Kutipan Sumber |

Dengan demikian “bentrokan” antara orang tua dan anak adakalanya sukar untuk dihindari, adakalanya oleh orang tua anak dianggap bukan anak yang baik lagi, ia dianggap nakal dan perlu dihukum.
Pada umumnya orang tua mengharapkan supaya tingkah laku anaknya menyenangkan hati ayah-ibunya. Dorongan ini dianggap normal dan dalam diri setiap orang tua bahkan pada fase symbiose dari perkembangan anak (yang berlangsung antara usia tiga bulan sampai satu setengah tahun) kebutuhan anak dan ibu saling melengkapi.
Pada orang tua yang memberi hukuman di luar batas, tuntutannya terhadap anak melebihi kemampuan anak, jadi terjadi diskrepansi antara tuntutan orang tua dan kemampuan anak untuk memenuhi tuntutan itu. Oleh beberapa ahli tuntutan orang tua yang melampaui kemampuan anak serta perasaan bahwa kebutuhan orang tua tidak dipenuhi menjadi sumber pemberian hukuman yang di luar batas atau penganiayaan anak.
Bila seorang anak dilahirkan dengan sehat serta mempunyai orang tua yang baik pula, baik jasmani maupun rohani maka sebenarnya tidak terlalu sukar untuk membesarkannya. Hukuman yang dibutuhkan untuk mengatasi tingkah lakunya yang keliru hanya terbatas saja. Hanya pengarahan saja dibutuhkan supaya anak tetap berkembang dengan baik.
Hukuman merupakan tanda bagi anak bahwa tingkah lakunya tidak dapat diterima oleh lingkungan. Hukuman merupakan suatu negative reinforcement sebaliknya pujian atau hadian merupakan tanda bahwa tingkah lakunya disambut baik.
Pujian/hadiah dianggap suatu positive reinforcement.
Berdasarkan teori belajar maka seorang senantiasa akan berusaha untuk mendapat yang menyenangkan baginya serta menghindari yang menyakitkan. Dengan demikian maka hukuman dapat dipakai untuk mengubah tingkah laku seorang anak.
III. Hukuman yang bagaimana dapat dianggap di luar batas ?
Dari kepustakaan keterangan mengenai hal ini tidak diperoleh. Biasanya para sarjana secara langsung menyebut hukuman yang di luar batas sebagai penganiayaan anak (child abuse).
Menurut pendapat saya yang dapat dianggap sebagai hukuman yang di luar batas ialah bila menimbulkan cidera pada anak, baik ringan maupun berat, berlawanan dengan perikemanusiaan serta menghambat perkembangan anak. Hukuman dapat bersifat fisik (memukul, mencubit, menyundut dengan api rokok, dan sebagainya) atau tidak fisik.

Tugas Tertulis a | Menurut kutipan sumber tentang hukuman bagi anak, antara usia berapa fase symbiose dalam perkembangan anak berlangsung?
Kutipan sumber dan catatan berasal dari sumber yang berbeda.

Catatan Tersedia |
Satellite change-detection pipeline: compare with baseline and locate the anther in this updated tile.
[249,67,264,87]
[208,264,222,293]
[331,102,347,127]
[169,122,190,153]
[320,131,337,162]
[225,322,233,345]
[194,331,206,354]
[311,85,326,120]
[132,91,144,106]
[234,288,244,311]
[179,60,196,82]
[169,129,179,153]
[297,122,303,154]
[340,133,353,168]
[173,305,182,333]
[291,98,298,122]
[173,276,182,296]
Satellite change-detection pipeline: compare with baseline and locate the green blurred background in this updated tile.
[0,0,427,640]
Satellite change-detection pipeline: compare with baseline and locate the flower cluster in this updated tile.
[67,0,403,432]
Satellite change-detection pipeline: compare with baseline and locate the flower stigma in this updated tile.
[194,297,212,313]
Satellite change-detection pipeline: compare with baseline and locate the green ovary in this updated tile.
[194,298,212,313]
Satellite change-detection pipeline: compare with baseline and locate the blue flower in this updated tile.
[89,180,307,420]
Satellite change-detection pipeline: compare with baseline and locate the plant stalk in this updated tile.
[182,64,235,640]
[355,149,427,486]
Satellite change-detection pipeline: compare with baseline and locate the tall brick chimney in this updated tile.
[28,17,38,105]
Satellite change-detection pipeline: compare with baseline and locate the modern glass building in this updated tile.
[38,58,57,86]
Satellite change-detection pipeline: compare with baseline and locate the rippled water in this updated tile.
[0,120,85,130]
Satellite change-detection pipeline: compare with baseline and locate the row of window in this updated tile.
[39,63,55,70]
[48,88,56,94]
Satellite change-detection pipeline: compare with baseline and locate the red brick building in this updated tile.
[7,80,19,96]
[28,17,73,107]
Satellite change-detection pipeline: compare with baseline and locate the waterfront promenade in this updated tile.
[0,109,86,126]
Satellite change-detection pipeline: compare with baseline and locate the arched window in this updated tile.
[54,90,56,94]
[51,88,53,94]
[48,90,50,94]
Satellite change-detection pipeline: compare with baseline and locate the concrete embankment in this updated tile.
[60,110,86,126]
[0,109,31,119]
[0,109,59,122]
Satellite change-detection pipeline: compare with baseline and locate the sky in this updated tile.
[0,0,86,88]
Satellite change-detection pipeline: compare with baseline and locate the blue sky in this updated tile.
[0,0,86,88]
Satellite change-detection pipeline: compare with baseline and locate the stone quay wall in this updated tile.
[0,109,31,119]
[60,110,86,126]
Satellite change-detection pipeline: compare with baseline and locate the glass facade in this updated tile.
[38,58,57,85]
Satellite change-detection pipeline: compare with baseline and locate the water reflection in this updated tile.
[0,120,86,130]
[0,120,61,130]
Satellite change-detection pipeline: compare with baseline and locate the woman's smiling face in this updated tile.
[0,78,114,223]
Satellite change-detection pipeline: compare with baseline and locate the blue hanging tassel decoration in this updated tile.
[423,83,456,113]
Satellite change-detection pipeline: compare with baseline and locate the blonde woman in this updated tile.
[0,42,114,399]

Tugas Tertulis b | Pada catatan, kalikan setiap angka koordinat dalam jawaban dengan 1,7 dan bulatkan ke bilangan bulat, dengan nilai setengah dibulatkan ke atas. Kerjakan bagian yang dibuka oleh baris yang memuat "water in this updated tile." dan ditutup oleh baris yang memuat "[0,109,59,122]", termasuk kedua baris itu, lalu tulis ulang hanya baris-baris tersebut beserta permintaannya.

Jawaban Latihan a | Fase itu berlangsung antara usia tiga bulan sampai satu setengah tahun.

Jawaban Latihan b |
Satellite change-detection pipeline: compare with baseline and locate the rippled water in this updated tile.
[0,204,145,221]
Satellite change-detection pipeline: compare with baseline and locate the row of window in this updated tile.
[66,107,94,119]
[82,150,95,160]
Satellite change-detection pipeline: compare with baseline and locate the red brick building in this updated tile.
[12,136,32,163]
[48,29,124,182]
Satellite change-detection pipeline: compare with baseline and locate the waterfront promenade in this updated tile.
[0,185,146,214]
Satellite change-detection pipeline: compare with baseline and locate the arched window in this updated tile.
[92,153,95,160]
[87,150,90,160]
[82,153,85,160]
Satellite change-detection pipeline: compare with baseline and locate the concrete embankment in this updated tile.
[102,187,146,214]
[0,185,53,202]
[0,185,100,207]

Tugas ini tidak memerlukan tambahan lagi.